* Explore the material
(a) In the article on Veggie Noodle Co., list every place in food-processing facilities where listeria is said to be commonly found.
(b) From the article on Veggie Noodle Co., copy the passage that begins with the words containing "In response to" and ends with "served at home.".

(Text excerpt begins)

- With $14 million in new investment from Encore Consumer Capital, Veggie Noodle Co. plans to expand its production capacity with a custom-built facility, increase its 200-member staff by 25% and develop more innovative products to encourage customers to increasingly incorporate vegetables into their diets, according to an article in Project NOSH.
- Company founder Mason Arnold told Project NOSH that the new plant will be three times the size of its current retrofitted facility in Austin, Texas and will fit Veggie Noodle's exact specifications for manufacturing its ready-to-eat spiralized vegetable-based products.
- Veggie Noodle now sells its products in 30 to 40 retail chains and has developed several patent-pending machines to improve noodle production, along with quality and taste. “We’re having to create our own machines to make the perfect noodle, but we think that’s going to give us long term competitive advantage," Arnold told Project NOSH.
Veggie Noodle also could benefit from Encore Consumer Capital's experience with fresh food firms such as California Splendor, FreshKO and Juice Tyme to bolster its purchasing, operations, food safety and marketing expertise.
Encore's managing director Scott Sellers told Project NOSH, “You can’t be weak in any of those areas. We feel that we can leverage our experience in those four areas to guide the company through its current growth phase.”
Veggie Noodle may have an additional reason for wanting a new facility. It voluntarily recalled some of its Butternut Spirals in February due to potential contamination with listeria, which was identified through routine product testing. The recalled product was distributed to Whole Foods Markets and other retailers in the Midwest. The company noted that no illnesses had been reported in connection with the recall.
Listeria is commonly found in food-processing facilities — frequently in floor drains, walls, ceilings, food contact surfaces, and heating, ventilation and air conditioning systems — and is notoriously difficult to eradicate. Unlike most foodborne pathogens, it can grow in refrigerated temperatures and can remain viable in food products until the end of their shelf life.
Along with its new plant, additional employees and expanded product line, Arnold hinted that Veggie Noodle could launch into manufacturing other food items, which could prompt a name change or brand repositioning.
Vegetables are showing up on Americans' plates more often for a variety of reasons. People want to cut calories by swapping out carbohydrates for healthier alternatives. They also want to save time by reaching for ready-to-eat products that are both tasty and better for them.
“We’re seeing that consumers are not only looking for healthy alternatives to starchy dishes, but they’re also preparing and eating vegetables in different ways than their parents did — they’re looking for both fresh and convenient. We also found that mothers are especially interested in how to introduce vegetables into their children’s diets in ways that they will find appealing as well as healthy," Jordan Greenberg, vice president and general manager at Green Giant, told Food Dive last fall.
In response to consumer demand and their own market research, brands like Green Giant, Archer Daniels Midland, Del Monte Fresh, Sprout Foods have been busy rolling out innovative products featuring vegetables. And it's been just in time. A 2015 Produce for Better Health Foundation study found per capita vegetable consumption declined 7% between 2009 and 2014, in part because fewer side dishes were being served at home.
Veggie Noodle isn't the only company to introduce this kind of product. Del Monte debuted a new line of vegetable "pasta" earlier this year, but the jury is still out about how popular these items typically found in refrigerated produce sections really are with consumers.

(Text excerpt ends)
(Dataset extract begins)

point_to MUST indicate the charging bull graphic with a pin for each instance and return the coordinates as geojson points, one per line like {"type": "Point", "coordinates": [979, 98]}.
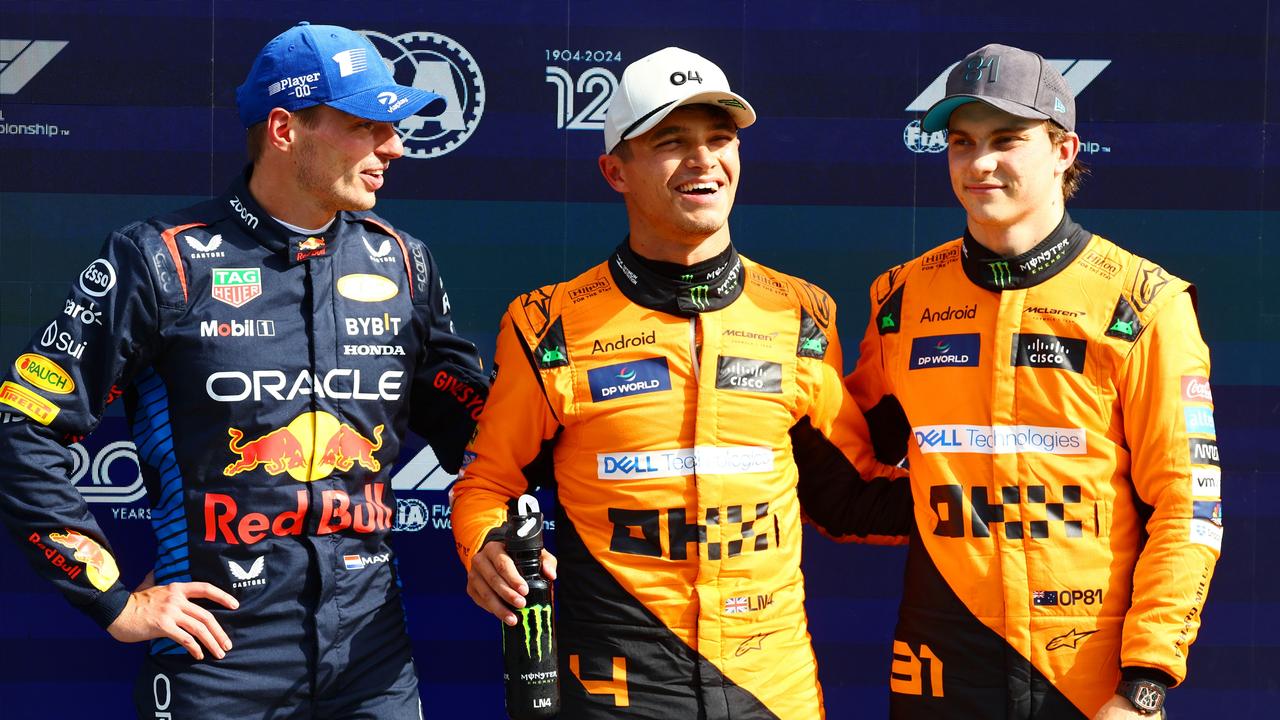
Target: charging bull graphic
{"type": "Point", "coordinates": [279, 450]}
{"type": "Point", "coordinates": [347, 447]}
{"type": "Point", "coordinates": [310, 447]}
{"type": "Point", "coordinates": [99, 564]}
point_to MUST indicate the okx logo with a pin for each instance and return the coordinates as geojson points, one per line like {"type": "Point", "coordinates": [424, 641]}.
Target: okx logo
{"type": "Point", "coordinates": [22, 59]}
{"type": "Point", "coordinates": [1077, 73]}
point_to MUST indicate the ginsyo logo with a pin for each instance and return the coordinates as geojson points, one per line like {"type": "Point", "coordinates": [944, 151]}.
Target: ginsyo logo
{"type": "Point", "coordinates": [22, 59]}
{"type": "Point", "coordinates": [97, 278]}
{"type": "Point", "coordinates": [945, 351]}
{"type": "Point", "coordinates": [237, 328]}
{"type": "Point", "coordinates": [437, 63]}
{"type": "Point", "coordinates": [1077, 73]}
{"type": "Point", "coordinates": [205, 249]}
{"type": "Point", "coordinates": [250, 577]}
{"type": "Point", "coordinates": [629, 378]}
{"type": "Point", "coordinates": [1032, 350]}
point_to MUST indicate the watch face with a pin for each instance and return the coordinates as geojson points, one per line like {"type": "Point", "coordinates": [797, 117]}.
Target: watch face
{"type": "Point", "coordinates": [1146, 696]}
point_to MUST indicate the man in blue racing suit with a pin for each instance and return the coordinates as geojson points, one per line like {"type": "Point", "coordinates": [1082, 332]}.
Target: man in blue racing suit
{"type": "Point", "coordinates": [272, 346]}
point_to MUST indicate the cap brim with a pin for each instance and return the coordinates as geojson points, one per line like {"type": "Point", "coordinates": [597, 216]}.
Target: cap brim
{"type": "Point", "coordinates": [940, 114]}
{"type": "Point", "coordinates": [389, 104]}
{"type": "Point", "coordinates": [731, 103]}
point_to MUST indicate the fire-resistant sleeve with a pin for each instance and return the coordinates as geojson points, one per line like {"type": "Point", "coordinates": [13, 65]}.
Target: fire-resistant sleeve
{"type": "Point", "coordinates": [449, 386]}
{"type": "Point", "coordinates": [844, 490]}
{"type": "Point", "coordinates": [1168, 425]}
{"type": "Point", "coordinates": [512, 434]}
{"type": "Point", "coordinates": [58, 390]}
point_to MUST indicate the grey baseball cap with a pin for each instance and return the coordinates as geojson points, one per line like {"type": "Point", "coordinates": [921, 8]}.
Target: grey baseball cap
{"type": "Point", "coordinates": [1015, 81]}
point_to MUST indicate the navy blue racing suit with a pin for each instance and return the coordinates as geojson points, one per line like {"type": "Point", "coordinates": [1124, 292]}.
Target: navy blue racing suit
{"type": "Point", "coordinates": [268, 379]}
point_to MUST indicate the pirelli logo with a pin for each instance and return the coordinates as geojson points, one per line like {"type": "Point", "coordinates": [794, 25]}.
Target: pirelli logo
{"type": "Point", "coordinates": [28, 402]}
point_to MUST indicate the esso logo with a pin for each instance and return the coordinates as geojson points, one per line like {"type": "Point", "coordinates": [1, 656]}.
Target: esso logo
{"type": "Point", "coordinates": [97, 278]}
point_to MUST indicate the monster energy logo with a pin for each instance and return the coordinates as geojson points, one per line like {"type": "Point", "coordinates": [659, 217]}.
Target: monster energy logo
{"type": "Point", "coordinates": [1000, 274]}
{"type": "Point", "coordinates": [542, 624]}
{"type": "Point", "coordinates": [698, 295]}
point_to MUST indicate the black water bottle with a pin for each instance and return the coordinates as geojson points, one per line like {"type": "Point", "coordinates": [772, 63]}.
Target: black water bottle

(Dataset extract ends)
(Dataset extract begins)

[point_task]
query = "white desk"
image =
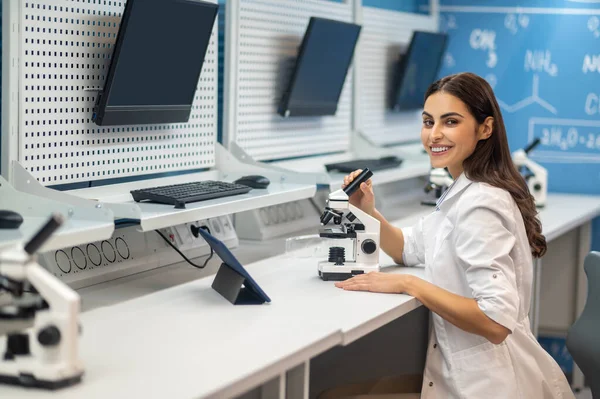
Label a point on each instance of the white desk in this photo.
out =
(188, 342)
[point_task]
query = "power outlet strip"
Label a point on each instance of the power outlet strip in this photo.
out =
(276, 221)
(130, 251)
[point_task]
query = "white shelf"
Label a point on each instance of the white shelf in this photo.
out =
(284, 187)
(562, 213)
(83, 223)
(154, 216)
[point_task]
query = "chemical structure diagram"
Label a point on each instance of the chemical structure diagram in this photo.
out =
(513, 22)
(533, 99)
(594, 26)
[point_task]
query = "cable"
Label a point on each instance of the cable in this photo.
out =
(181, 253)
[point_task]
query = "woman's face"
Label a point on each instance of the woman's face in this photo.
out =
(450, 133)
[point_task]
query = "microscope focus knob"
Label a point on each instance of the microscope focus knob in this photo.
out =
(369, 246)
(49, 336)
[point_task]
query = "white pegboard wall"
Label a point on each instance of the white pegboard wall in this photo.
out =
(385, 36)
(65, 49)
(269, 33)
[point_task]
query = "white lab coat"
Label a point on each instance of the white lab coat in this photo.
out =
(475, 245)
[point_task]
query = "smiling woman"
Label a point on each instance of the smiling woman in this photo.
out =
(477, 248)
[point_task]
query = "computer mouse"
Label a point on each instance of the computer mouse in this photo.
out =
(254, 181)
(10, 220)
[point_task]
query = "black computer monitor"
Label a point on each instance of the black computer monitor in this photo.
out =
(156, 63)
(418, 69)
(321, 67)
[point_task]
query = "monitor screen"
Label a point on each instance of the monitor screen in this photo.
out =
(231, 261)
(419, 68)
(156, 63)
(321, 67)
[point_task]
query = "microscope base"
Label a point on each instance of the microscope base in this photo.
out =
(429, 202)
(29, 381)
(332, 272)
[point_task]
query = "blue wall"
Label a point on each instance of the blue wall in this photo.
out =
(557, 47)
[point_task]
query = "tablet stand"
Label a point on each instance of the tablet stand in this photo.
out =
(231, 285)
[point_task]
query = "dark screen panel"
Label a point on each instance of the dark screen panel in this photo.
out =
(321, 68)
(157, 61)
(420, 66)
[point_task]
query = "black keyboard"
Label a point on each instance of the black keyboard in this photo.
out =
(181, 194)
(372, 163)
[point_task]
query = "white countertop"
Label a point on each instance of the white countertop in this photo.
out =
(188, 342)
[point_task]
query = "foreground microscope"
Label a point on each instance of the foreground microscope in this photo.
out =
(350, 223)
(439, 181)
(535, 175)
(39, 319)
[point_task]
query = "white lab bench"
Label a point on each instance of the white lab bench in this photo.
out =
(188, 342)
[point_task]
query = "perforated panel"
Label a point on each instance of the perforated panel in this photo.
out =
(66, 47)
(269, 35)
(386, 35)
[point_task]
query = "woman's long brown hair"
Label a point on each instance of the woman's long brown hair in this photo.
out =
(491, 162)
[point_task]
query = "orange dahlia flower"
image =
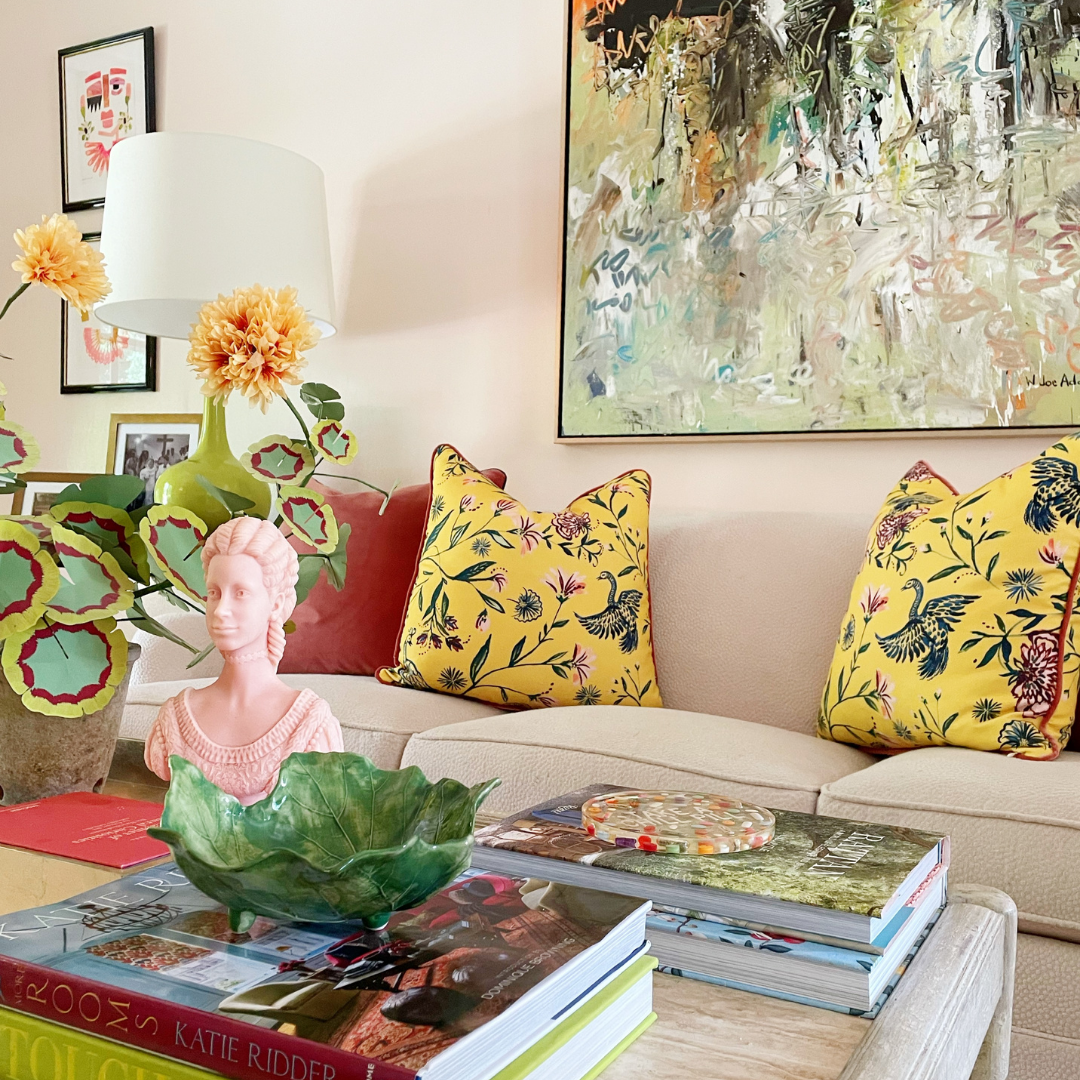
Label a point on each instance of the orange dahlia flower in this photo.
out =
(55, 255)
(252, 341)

(Dataset extract ends)

* Responses in order
(a)
- Floor drains
- Walls
- Ceilings
- Food contact surfaces
- Heating, ventilation and air conditioning systems

(b)
In response to consumer demand and their own market research, brands like Green Giant, Archer Daniels Midland, Del Monte Fresh, Sprout Foods have been busy rolling out innovative products featuring vegetables. And it's been just in time. A 2015 Produce for Better Health Foundation study found per capita vegetable consumption declined 7% between 2009 and 2014, in part because fewer side dishes were being served at home.